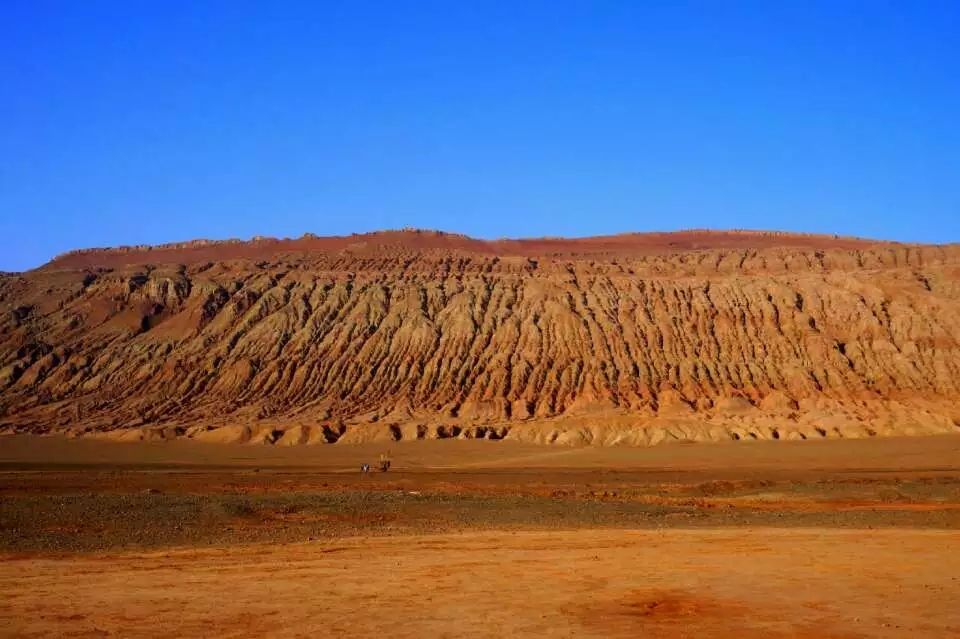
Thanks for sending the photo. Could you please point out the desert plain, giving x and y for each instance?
(842, 538)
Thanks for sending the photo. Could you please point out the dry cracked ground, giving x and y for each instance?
(842, 538)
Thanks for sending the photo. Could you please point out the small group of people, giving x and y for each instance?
(384, 465)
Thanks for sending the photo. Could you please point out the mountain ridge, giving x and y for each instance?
(627, 339)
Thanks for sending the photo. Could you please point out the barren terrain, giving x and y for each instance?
(634, 339)
(844, 538)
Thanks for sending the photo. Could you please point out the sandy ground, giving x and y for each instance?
(678, 583)
(483, 539)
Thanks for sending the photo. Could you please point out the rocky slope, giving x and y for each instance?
(632, 339)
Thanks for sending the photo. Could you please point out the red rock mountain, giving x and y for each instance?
(634, 339)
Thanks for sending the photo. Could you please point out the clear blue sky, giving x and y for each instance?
(150, 121)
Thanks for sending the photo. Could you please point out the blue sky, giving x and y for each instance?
(144, 121)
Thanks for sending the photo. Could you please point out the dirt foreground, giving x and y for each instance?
(677, 583)
(481, 539)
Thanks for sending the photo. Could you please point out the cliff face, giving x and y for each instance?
(631, 339)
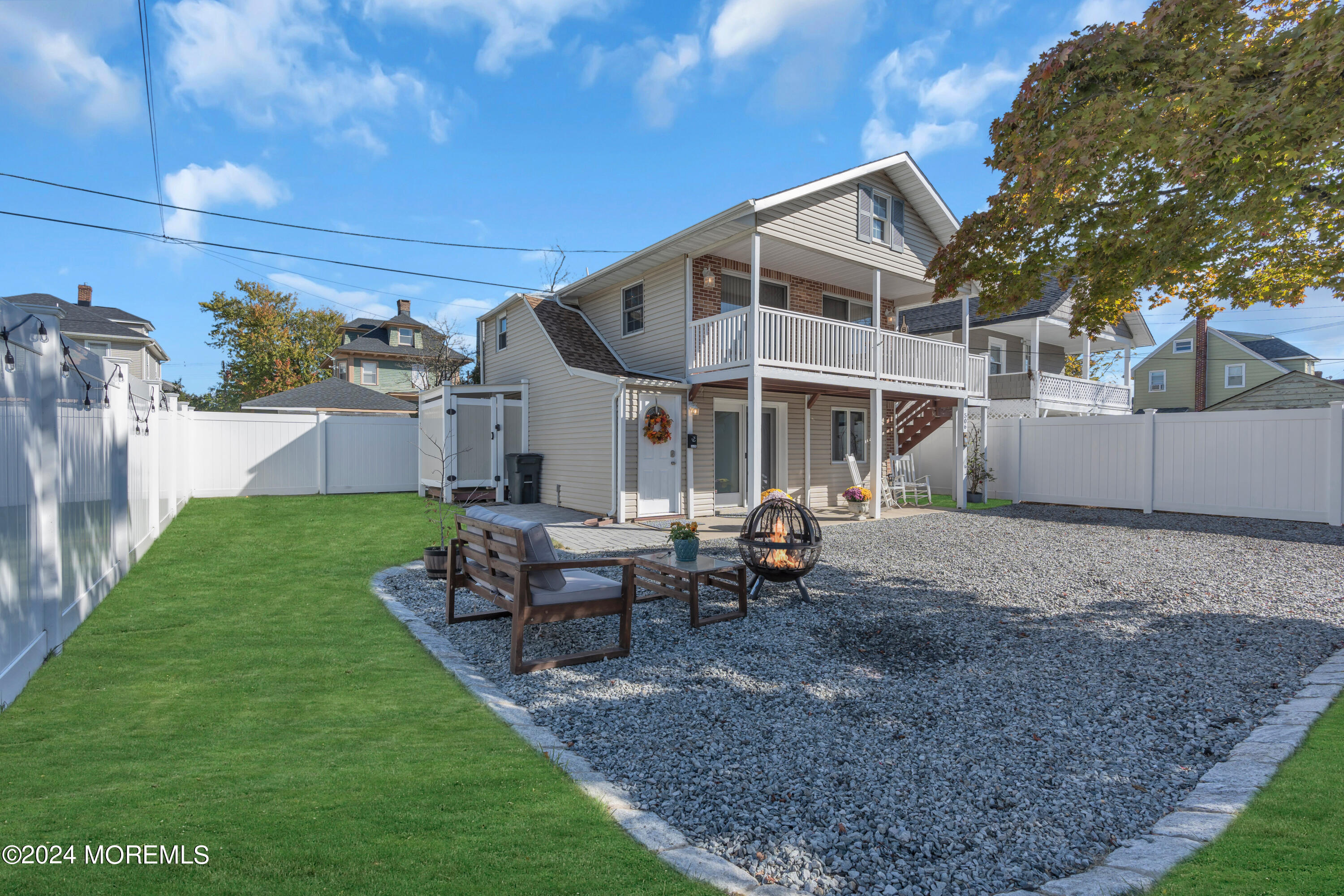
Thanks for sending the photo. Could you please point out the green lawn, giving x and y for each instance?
(1291, 840)
(242, 689)
(951, 503)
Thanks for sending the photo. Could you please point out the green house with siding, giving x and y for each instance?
(1233, 363)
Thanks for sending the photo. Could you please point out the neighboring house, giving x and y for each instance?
(1202, 366)
(1291, 390)
(332, 397)
(109, 332)
(769, 330)
(393, 357)
(1027, 351)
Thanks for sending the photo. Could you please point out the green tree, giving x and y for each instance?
(1191, 156)
(271, 345)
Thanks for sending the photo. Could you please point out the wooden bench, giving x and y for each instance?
(515, 569)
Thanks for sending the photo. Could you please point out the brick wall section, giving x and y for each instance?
(804, 295)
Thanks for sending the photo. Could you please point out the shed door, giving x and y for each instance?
(660, 462)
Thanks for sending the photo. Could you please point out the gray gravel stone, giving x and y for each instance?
(1152, 856)
(1201, 827)
(974, 703)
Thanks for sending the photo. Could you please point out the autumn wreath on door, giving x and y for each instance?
(658, 425)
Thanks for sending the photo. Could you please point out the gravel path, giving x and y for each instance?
(975, 703)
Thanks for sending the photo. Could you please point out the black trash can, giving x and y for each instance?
(525, 477)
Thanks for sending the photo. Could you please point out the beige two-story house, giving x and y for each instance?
(758, 349)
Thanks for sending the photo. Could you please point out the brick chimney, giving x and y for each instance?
(1201, 362)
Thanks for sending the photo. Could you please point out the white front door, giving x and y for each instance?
(660, 462)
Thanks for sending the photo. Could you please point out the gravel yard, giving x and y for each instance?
(975, 702)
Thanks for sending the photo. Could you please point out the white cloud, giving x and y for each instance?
(47, 62)
(514, 29)
(197, 187)
(879, 139)
(664, 81)
(275, 62)
(1092, 13)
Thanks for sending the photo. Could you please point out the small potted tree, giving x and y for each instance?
(978, 472)
(858, 499)
(686, 540)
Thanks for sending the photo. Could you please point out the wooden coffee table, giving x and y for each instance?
(667, 577)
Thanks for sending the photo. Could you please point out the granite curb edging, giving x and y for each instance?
(647, 828)
(1221, 794)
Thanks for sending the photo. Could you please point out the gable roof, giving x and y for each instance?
(331, 396)
(901, 168)
(1312, 392)
(945, 316)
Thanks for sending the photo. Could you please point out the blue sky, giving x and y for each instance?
(592, 124)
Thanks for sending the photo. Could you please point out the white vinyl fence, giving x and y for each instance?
(85, 491)
(1279, 465)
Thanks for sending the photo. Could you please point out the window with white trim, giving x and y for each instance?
(847, 436)
(998, 355)
(632, 310)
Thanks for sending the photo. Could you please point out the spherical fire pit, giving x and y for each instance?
(780, 542)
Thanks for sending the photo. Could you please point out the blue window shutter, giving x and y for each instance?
(898, 225)
(865, 214)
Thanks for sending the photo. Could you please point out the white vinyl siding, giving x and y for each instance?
(827, 220)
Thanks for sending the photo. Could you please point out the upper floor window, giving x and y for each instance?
(632, 310)
(847, 310)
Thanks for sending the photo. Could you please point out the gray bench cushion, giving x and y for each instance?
(580, 585)
(537, 546)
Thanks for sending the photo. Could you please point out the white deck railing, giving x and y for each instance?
(824, 346)
(1085, 394)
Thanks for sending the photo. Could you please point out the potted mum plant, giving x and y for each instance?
(686, 540)
(858, 499)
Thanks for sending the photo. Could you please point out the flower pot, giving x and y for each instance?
(436, 562)
(687, 548)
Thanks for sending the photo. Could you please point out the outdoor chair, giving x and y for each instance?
(906, 482)
(511, 563)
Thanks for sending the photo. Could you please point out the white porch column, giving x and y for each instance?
(875, 450)
(959, 449)
(752, 489)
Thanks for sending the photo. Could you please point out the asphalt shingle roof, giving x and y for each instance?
(1271, 347)
(332, 396)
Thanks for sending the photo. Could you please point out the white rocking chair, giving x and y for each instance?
(906, 482)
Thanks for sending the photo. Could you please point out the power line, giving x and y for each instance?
(264, 252)
(150, 105)
(320, 230)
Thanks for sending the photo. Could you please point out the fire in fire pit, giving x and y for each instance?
(780, 542)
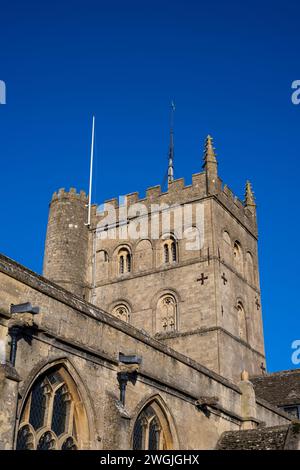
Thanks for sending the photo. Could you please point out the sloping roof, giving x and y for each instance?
(279, 388)
(272, 438)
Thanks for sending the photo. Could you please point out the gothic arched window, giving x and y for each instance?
(169, 251)
(238, 256)
(124, 261)
(166, 317)
(49, 417)
(242, 322)
(151, 430)
(121, 311)
(250, 268)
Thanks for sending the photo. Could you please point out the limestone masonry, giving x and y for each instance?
(139, 341)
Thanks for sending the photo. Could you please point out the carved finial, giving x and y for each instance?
(249, 196)
(209, 152)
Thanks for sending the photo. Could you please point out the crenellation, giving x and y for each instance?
(177, 185)
(71, 194)
(153, 193)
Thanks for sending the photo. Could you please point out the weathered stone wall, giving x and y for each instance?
(66, 248)
(88, 341)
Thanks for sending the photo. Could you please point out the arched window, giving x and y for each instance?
(242, 322)
(169, 251)
(121, 311)
(166, 253)
(124, 261)
(50, 417)
(151, 430)
(238, 256)
(166, 315)
(250, 268)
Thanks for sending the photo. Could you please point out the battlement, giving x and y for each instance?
(71, 194)
(179, 193)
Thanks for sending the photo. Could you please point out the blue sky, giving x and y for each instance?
(228, 66)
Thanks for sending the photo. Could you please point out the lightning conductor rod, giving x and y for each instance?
(91, 174)
(171, 147)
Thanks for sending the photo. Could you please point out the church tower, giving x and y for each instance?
(204, 300)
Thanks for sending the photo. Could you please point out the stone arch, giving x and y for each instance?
(192, 242)
(153, 409)
(168, 249)
(143, 255)
(102, 265)
(238, 260)
(123, 260)
(80, 410)
(166, 313)
(226, 247)
(122, 310)
(250, 270)
(242, 321)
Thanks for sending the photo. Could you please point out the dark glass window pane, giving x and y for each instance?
(128, 260)
(25, 439)
(293, 411)
(166, 253)
(138, 435)
(173, 249)
(46, 442)
(69, 444)
(38, 406)
(153, 436)
(59, 412)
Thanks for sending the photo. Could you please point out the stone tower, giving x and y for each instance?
(203, 302)
(66, 250)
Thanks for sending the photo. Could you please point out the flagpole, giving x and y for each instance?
(91, 174)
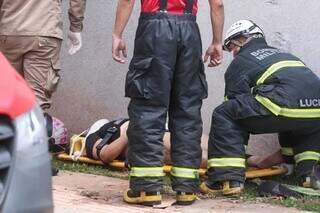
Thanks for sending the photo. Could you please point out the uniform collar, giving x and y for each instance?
(255, 42)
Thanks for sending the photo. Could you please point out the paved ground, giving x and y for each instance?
(84, 193)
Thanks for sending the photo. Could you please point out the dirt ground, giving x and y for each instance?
(85, 193)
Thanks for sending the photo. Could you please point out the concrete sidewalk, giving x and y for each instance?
(85, 193)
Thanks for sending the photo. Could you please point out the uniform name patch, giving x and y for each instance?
(309, 102)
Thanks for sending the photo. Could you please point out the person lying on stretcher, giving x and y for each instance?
(108, 141)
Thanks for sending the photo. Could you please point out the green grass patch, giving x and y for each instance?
(308, 203)
(250, 195)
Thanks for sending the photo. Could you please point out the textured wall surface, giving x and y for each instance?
(92, 84)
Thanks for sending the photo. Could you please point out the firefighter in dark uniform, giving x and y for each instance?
(166, 76)
(267, 91)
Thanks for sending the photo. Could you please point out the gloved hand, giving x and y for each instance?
(74, 42)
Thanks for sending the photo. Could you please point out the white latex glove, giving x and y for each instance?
(74, 42)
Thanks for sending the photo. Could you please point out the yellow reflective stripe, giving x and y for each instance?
(287, 151)
(226, 162)
(147, 172)
(286, 112)
(185, 172)
(277, 66)
(307, 155)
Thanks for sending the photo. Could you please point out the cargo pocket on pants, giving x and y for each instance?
(136, 79)
(53, 78)
(203, 80)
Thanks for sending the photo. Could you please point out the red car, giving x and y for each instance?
(25, 168)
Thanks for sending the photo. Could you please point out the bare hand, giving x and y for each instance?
(215, 53)
(119, 49)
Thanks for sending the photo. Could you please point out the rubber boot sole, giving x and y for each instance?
(143, 199)
(185, 200)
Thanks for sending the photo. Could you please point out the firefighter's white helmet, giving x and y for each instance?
(241, 28)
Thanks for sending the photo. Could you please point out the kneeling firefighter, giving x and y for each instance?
(266, 91)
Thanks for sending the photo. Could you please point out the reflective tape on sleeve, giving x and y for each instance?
(185, 172)
(276, 109)
(286, 112)
(277, 66)
(146, 172)
(307, 155)
(226, 162)
(287, 151)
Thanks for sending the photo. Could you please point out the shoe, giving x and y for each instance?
(227, 188)
(185, 198)
(215, 189)
(142, 198)
(232, 188)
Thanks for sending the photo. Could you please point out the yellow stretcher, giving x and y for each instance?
(76, 154)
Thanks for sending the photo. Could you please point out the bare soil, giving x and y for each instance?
(85, 193)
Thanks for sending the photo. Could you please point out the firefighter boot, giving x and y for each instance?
(143, 198)
(185, 198)
(227, 188)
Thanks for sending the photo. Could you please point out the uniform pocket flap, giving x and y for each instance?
(142, 63)
(56, 65)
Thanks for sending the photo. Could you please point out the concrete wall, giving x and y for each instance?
(92, 83)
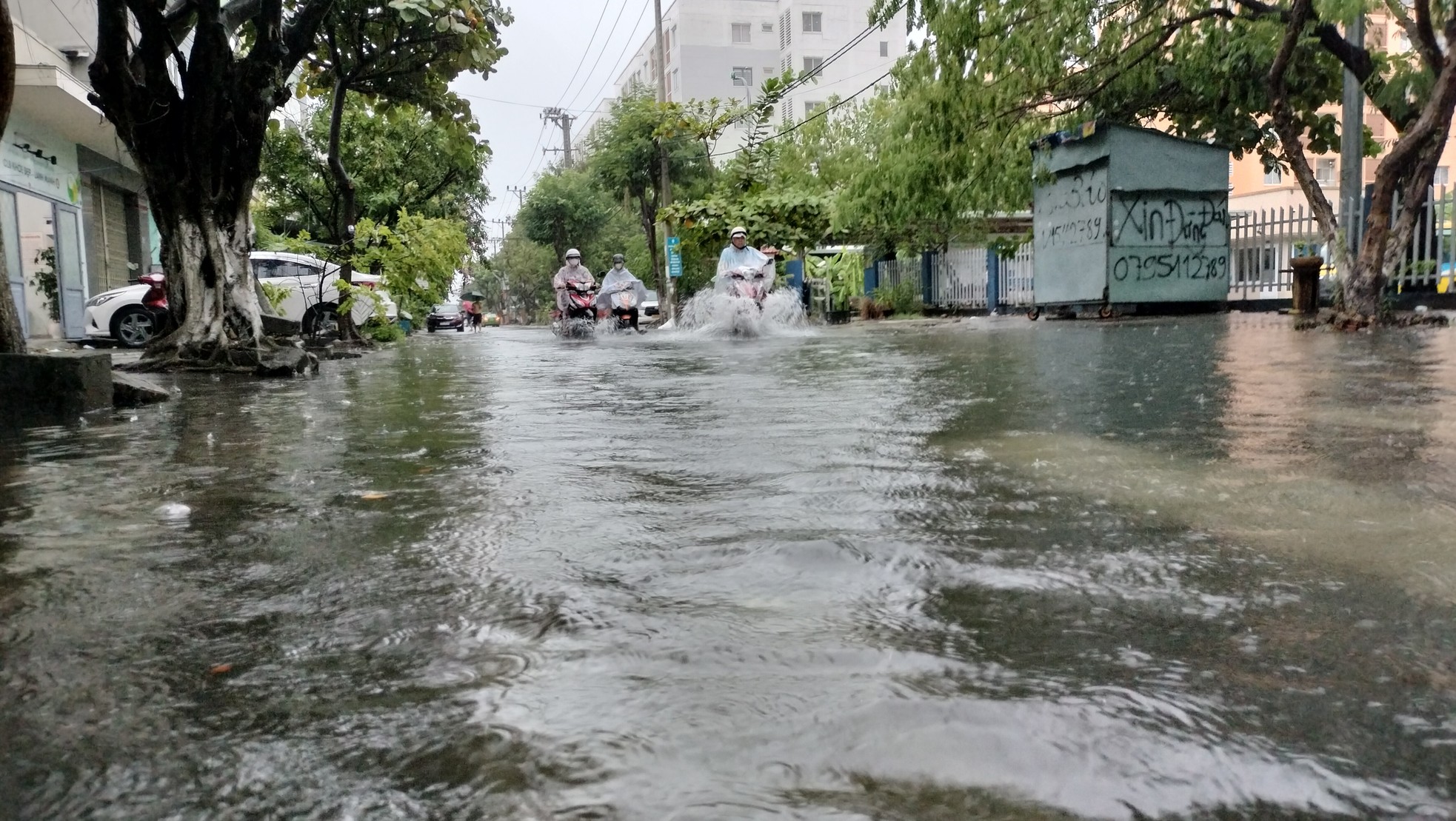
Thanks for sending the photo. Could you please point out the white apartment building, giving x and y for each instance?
(73, 207)
(726, 48)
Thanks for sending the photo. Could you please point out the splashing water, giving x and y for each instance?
(711, 313)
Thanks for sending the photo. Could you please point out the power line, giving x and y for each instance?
(584, 51)
(839, 53)
(524, 105)
(815, 115)
(631, 54)
(600, 54)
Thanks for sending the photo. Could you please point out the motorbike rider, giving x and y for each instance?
(618, 280)
(738, 254)
(574, 271)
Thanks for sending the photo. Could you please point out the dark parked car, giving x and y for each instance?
(447, 315)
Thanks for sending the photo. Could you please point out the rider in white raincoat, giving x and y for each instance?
(622, 280)
(574, 271)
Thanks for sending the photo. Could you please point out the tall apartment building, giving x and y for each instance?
(726, 48)
(72, 203)
(1254, 188)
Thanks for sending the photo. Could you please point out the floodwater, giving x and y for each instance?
(1192, 568)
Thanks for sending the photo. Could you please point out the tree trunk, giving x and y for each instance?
(348, 206)
(12, 341)
(196, 124)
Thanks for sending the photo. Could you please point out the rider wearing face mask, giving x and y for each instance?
(574, 271)
(740, 254)
(618, 280)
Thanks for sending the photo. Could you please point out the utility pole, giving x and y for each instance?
(564, 120)
(1352, 147)
(504, 226)
(667, 184)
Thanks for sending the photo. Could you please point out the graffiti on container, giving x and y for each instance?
(1189, 220)
(1072, 212)
(1141, 265)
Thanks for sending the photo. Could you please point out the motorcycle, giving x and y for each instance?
(749, 283)
(156, 302)
(622, 304)
(580, 318)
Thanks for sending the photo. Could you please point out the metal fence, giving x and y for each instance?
(958, 278)
(1261, 245)
(895, 271)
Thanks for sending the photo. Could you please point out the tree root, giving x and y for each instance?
(1347, 322)
(265, 360)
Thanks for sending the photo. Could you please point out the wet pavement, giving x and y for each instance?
(1198, 568)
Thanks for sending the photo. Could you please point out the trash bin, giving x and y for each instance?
(1306, 283)
(1130, 218)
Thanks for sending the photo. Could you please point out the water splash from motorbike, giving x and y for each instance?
(712, 313)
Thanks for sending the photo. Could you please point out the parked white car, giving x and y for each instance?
(313, 296)
(120, 315)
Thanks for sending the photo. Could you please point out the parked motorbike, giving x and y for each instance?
(156, 302)
(580, 318)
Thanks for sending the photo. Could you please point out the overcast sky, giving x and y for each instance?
(547, 43)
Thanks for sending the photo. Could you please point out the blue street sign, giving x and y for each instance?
(675, 257)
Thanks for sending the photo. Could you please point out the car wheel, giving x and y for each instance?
(133, 326)
(321, 318)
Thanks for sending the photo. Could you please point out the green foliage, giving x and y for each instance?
(903, 299)
(405, 53)
(562, 212)
(527, 269)
(417, 259)
(275, 295)
(845, 274)
(45, 281)
(399, 158)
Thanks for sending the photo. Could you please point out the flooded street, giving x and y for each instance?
(1199, 568)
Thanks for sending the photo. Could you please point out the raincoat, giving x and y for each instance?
(738, 258)
(568, 274)
(616, 280)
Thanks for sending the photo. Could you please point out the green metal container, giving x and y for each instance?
(1130, 217)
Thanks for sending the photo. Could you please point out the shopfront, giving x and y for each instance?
(40, 217)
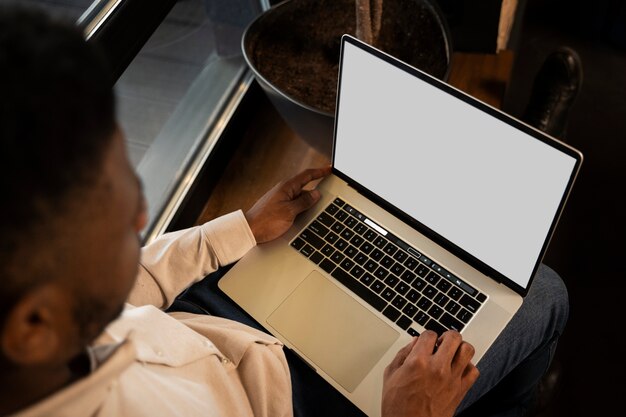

——————

■ WHAT YOU NEED TO DO
Your copy must consist solely of the lines from the one containing "the green metal" through the final line of the material above, transcribed exactly, with the pictures left out.

■ ANSWER AREA
Thanks for sending the photo. Could you please point out the green metal container, giving x and y for each instance?
(1130, 217)
Thanks for sending the photo. Could you please point out the shopfront, giving x and y for each instance?
(40, 217)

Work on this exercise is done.